Work task
Copy the records below exactly, leaving out every picture.

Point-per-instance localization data
^^^^

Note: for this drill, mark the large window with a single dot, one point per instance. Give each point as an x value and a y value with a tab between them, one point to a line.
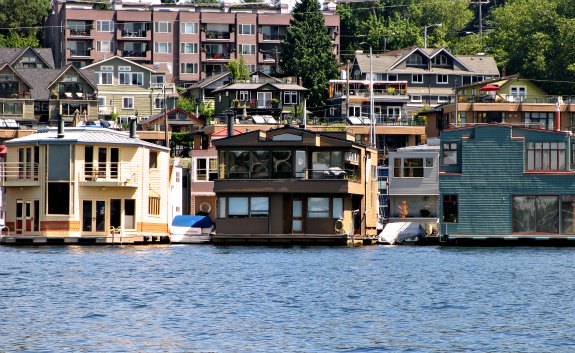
206	169
543	156
244	207
131	78
535	214
189	27
410	167
450	209
163	27
449	153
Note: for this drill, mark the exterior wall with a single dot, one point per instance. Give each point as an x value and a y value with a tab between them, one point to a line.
133	160
59	39
492	162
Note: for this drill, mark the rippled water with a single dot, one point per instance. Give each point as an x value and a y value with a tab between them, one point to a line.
295	299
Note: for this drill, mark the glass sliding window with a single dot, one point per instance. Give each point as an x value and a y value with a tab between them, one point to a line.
546	156
282	167
318	207
568	214
238	207
450	209
535	214
449	153
259	206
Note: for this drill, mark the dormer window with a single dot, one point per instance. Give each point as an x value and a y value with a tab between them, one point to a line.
414	60
439	60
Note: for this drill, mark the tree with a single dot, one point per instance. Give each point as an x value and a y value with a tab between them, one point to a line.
238	69
306	51
21	21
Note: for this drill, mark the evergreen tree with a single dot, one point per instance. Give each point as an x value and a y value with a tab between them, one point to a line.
306	51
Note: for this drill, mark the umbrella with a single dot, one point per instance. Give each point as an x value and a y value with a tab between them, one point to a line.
489	87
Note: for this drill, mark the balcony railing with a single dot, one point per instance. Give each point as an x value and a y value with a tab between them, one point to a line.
512	98
217	35
19	174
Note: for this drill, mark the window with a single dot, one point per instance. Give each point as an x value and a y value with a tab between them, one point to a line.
105	26
318	207
449	153
128	103
189	68
546	156
440	60
105	46
206	169
535	214
450	209
105	78
244	29
290	97
163	27
442	99
414	60
442	79
153	163
131	78
189	48
162	48
416	99
539	119
158	103
417	78
247	49
153	205
244	95
255	206
189	27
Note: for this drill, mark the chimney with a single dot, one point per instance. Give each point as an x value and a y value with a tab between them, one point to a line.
132	123
60	126
231	124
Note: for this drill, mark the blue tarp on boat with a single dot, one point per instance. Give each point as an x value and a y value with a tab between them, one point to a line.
192	221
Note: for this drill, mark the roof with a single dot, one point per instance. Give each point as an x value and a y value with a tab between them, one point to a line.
82	135
255	86
10	55
387	62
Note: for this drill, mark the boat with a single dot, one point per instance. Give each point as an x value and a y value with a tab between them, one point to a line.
400	232
191	229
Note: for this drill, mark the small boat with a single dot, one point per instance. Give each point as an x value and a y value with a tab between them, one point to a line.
191	229
399	232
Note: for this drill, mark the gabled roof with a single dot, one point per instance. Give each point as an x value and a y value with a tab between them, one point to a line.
130	62
389	61
189	117
11	55
6	65
71	67
82	136
257	86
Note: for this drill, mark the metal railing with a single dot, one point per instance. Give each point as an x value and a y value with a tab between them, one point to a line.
119	172
19	172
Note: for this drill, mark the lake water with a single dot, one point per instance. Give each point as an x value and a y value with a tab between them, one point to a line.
293	299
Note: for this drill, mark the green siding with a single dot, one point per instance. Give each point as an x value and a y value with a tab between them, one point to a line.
492	165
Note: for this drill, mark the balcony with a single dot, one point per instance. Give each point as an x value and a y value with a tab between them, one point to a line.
133	34
119	174
19	174
216	35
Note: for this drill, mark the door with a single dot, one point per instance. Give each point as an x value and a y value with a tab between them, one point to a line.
93	217
297	216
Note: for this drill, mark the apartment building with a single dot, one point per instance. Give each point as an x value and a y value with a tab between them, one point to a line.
194	40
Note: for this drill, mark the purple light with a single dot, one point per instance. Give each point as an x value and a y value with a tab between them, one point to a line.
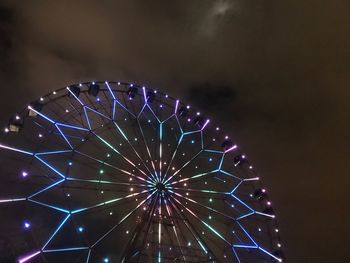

^^^^

Answer to the problem
Note: for this drill, mark the large window with a single dot, one point per instance. Give each point as an x value and a y value with a tab between them, one point to a line.
206	169
543	156
244	207
131	78
535	214
189	27
410	167
450	209
163	27
449	153
Note: for this drill, mark the exterior wall with a single dot, one point per instance. Give each point as an x value and a y value with a tab between them, one point to a line.
133	160
59	39
492	162
Note: for this drill, mark the rippled water with a single dot, one point per instance. Give each point as an x value and a y value with a tab between them, one point to a line.
295	299
Note: for this drill, mark the glass sliding window with a single dot, one point per instance. Give each point as an x value and a y value with a tab between them, one point to a line.
546	156
282	167
318	207
568	214
238	207
450	209
535	214
449	153
259	206
Note: for this drill, mark the dormer window with a single dot, one point per instance. Give each point as an x value and a y value with a tab between them, one point to a line.
414	60
439	60
Note: for this drill, mark the tree with a single dot, one point per instance. Give each point as an x value and a y value with a tab between them, one point to a line.
238	69
306	51
21	21
Note: for this drill, mark the evergreen tree with a single dot, one point per instance. Give each point as an x value and a y value with a tab between them, one point to a line.
306	51
Note: for this drill, mark the umbrella with a single dot, one point per instance. Give each point as an x value and a y value with a tab between them, one point to a line.
489	87
Note: for this drill, mark the balcony railing with a single dot, one point per instance. Give each point as an x value and a y value with a tab between them, one point to a line.
512	98
217	35
19	174
Note: for this drill, mark the window with a single dot, one point per instance. Give each point as an x value and a y value with a tab between them, one point to a line.
105	26
318	207
449	153
128	103
189	68
546	156
440	60
105	46
206	169
535	214
450	209
105	78
244	29
290	97
163	27
442	99
414	60
442	79
153	163
131	78
189	48
162	48
416	99
539	119
158	103
417	78
247	49
153	205
244	95
255	206
189	27
Note: for this drill, mark the chimney with a single dot, one point per instance. Give each point as an x value and a y value with a tab between them, one point to a line.
132	123
60	126
231	124
Note: for this drill, mark the blue tarp on boat with a single dot, one point per instance. Give each point as an x value and a y value with a tab between them, one point to a line.
192	221
Note: for this drill, mark the roof with a single dot, one point per instance. Give each point as an x value and a y value with a tab between them, one point to a line.
82	135
255	86
10	55
387	62
Note: for this drill, mark the boat with a single dot, one point per instance. Give each point as an x value and a y value with a tab between them, one point to a line.
400	232
191	229
Note: for this drill, mark the small boat with a single dot, one point per instance. Give each point as an x value and a y value with a tab between them, one point to a line.
191	229
399	232
Note: for this drill, mark the gabled roof with a single dot, one point per instance. Give each point as an x value and a y value with a tab between them, one point to a line.
130	62
389	61
189	117
11	55
6	65
71	67
82	136
257	86
Note: for this drill, mark the metal railing with a single dot, one point per instance. Give each point as an x value and a y value with a tab between them, one point to a line.
119	172
19	172
Note: for this drill, mark the lake water with a single dot, one point per instance. Give each point as an x value and a y value with a tab between them, one point to a line.
293	299
Note: for this drill, mark the green siding with a single dot, one point per instance. Give each point as an x value and a y value with a tab between them, one point to a line.
492	165
Note: for this drill, mark the balcony with a single dot, one point per instance. Give each point as an x value and a y value with a tab between them, one point to a line.
133	34
119	174
19	174
216	35
Note: for this drill, mark the door with a single dot, one point per instance. Give each point as an x value and a y value with a tab between them, one point to a line.
93	217
297	216
Note: for this drill, mark the apartment building with a single dot, one point per instance. Give each point as an x value and a y value with a tab between them, one point to a line.
194	40
Note: for this drill, mark the purple light with a single dot, one point per instance. Give each point as an x value and a y value with a tab between them, one point to a line.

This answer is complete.